### Extracted information
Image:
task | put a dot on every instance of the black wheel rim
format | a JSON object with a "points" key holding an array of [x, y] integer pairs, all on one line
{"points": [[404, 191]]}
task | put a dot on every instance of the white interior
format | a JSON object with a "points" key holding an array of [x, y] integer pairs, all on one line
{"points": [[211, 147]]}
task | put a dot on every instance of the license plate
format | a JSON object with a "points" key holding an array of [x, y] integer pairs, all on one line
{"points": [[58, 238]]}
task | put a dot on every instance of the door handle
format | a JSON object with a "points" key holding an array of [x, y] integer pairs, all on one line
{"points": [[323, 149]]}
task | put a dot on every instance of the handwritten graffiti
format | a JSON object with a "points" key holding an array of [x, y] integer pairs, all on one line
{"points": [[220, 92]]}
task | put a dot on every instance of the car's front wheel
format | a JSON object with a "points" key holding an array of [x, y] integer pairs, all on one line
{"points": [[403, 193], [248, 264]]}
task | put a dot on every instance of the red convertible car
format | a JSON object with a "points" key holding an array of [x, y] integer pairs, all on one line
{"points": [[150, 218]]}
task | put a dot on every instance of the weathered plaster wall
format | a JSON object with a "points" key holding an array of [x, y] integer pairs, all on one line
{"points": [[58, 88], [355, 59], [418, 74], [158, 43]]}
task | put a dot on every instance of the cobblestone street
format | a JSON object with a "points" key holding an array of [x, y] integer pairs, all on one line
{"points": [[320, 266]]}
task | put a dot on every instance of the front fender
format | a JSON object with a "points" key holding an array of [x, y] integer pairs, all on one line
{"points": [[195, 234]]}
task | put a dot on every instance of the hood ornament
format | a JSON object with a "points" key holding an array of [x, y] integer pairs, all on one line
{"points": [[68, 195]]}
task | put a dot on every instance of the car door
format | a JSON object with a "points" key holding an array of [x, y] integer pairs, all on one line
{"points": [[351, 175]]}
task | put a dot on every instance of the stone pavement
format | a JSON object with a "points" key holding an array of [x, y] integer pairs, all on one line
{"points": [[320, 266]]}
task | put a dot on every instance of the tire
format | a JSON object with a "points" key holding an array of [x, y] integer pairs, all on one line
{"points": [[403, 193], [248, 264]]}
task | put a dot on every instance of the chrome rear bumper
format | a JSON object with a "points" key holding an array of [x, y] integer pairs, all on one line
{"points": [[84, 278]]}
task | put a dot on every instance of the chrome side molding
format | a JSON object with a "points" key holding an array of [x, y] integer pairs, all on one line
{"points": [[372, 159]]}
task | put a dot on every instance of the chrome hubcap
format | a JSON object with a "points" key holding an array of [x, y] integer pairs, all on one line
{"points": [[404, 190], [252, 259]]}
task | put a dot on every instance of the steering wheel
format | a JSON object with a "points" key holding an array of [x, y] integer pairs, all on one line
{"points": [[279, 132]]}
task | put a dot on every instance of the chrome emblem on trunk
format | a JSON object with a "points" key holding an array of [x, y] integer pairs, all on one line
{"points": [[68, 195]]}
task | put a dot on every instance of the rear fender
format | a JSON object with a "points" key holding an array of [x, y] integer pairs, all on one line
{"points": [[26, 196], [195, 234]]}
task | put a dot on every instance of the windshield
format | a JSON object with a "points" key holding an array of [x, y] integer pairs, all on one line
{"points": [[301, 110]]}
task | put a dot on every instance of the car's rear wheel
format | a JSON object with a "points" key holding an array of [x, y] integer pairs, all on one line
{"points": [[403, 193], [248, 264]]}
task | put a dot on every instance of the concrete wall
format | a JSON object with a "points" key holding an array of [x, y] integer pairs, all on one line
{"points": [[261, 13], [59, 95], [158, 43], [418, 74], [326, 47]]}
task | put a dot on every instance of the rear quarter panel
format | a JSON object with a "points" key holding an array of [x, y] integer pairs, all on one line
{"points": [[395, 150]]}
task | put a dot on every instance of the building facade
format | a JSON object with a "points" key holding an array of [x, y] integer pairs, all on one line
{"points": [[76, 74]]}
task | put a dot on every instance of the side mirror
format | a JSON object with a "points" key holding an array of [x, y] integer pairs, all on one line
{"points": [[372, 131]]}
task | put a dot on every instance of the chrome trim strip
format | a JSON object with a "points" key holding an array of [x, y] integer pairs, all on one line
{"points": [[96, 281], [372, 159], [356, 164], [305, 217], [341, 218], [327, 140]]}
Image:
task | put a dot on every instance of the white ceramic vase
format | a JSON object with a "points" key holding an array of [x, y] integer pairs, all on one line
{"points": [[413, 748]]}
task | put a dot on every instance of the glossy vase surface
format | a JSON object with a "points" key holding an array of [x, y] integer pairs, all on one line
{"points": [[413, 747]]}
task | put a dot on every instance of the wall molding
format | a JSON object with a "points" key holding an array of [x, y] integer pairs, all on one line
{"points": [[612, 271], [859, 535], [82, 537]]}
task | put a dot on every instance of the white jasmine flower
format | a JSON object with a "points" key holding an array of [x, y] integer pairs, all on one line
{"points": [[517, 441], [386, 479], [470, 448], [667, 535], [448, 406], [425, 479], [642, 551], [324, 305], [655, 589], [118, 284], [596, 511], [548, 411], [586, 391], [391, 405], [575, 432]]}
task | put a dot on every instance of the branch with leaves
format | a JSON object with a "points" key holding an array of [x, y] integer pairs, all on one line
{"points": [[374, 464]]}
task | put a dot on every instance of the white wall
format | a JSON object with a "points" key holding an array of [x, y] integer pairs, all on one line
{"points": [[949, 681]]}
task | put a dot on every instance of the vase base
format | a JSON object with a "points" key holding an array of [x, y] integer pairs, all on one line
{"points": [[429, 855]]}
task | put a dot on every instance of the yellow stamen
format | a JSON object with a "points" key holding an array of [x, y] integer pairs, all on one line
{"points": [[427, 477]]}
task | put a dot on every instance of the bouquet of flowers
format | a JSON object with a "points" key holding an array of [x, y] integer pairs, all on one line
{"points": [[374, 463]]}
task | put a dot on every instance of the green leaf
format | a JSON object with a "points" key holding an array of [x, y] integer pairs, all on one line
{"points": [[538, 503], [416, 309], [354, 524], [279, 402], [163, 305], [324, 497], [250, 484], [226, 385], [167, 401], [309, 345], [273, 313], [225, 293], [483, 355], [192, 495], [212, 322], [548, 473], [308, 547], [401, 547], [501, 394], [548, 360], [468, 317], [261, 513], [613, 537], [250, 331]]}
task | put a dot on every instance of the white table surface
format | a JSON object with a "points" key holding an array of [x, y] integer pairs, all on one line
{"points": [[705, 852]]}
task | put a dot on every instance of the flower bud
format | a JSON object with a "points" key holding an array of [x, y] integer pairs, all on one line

### What to produce
Copy the lines word for word, from the line with "task | put a dot on every instance of the flower" through the end of the items.

### Exercise solution
task | put a dot on every instance of the flower bud
format | a JSON object with a "points" key holding an array of [x, y] integer pairs, all on one line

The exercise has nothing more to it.